§ Exercise requirements:
Each of the following records is to be output exactly.

Data excerpts:
★ ★ ★ ★ ★

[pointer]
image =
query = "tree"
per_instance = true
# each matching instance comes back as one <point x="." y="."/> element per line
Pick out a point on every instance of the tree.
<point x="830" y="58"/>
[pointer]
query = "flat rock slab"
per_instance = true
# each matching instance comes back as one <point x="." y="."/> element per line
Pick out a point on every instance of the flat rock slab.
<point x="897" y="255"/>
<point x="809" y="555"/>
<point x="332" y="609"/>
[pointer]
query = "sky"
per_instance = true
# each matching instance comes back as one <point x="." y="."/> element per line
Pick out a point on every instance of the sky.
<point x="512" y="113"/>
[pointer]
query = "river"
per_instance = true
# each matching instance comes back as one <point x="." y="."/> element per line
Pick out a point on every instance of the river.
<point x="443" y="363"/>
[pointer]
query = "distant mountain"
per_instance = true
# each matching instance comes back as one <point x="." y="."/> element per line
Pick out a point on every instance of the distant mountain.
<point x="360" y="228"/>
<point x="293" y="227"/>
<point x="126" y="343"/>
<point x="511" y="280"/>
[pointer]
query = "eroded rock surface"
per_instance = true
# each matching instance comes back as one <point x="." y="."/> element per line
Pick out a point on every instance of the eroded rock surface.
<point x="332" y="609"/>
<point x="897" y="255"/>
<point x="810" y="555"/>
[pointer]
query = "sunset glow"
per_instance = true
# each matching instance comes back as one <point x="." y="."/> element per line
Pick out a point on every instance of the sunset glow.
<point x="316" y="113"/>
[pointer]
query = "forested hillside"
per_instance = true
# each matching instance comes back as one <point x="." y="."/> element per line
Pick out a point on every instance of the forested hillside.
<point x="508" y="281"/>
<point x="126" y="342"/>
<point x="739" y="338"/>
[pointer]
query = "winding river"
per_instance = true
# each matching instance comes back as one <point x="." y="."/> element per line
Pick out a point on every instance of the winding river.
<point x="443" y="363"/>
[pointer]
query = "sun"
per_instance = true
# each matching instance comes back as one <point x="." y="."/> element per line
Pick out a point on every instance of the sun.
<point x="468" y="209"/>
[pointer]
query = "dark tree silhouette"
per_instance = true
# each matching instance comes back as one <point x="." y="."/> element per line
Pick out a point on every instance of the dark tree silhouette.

★ ★ ★ ★ ★

§ Output below:
[pointer]
image =
query = "tree"
per_instance = true
# each matching instance comes back as one <point x="." y="."/> element per line
Pick out a point on every instance of the tree.
<point x="830" y="58"/>
[pointer]
query = "flat rock slab"
per_instance = true
# each matching instance comes back as one <point x="." y="."/> element per line
Pick out a point on every instance of the flat rock slab.
<point x="897" y="255"/>
<point x="809" y="555"/>
<point x="332" y="609"/>
[pointer]
query = "sky"
per_instance = true
# each matching instance comes back as one <point x="." y="."/> element per line
Pick out a point on every instance of the sky.
<point x="512" y="113"/>
[pointer]
query = "river"
per_instance = true
# each matching instance comes back as one <point x="." y="."/> element per line
Pick out a point on every instance of the river.
<point x="443" y="363"/>
[pointer]
query = "distant mountain"
per_instance = true
# each matching instance comes back as one <point x="." y="."/> element per line
Pick out a point on every instance of the distant mountain.
<point x="360" y="228"/>
<point x="293" y="227"/>
<point x="126" y="343"/>
<point x="511" y="280"/>
[pointer]
query = "eroded rock surface"
per_instance = true
# each matching instance comes back as one <point x="." y="."/> element per line
Pick out a point on every instance of the eroded rock surface.
<point x="332" y="609"/>
<point x="897" y="255"/>
<point x="810" y="555"/>
[pointer]
query = "sunset glow"
per_instance = true
# each matching instance comes back as one <point x="." y="."/> element per line
Pick out a point on every instance of the sunset glow.
<point x="316" y="113"/>
[pointer]
query = "forested hillside"
per_instance = true
# each matching instance comes back as one <point x="." y="."/> element per line
Pick out a point on every instance of the forested hillside.
<point x="508" y="281"/>
<point x="126" y="342"/>
<point x="739" y="338"/>
[pointer]
query = "winding river"
per_instance = true
# each matching instance comes back as one <point x="." y="."/> element per line
Pick out a point on every instance of the winding river.
<point x="443" y="363"/>
[pointer]
query = "sun"
per_instance = true
# each matching instance comes back as one <point x="." y="."/> element per line
Pick out a point on every instance of the sun.
<point x="468" y="209"/>
[pointer]
query = "dark tree silhouette"
per_instance = true
# each matching instance comes back as one <point x="." y="."/> element per line
Pick out a point on every instance of the dark tree silhouette.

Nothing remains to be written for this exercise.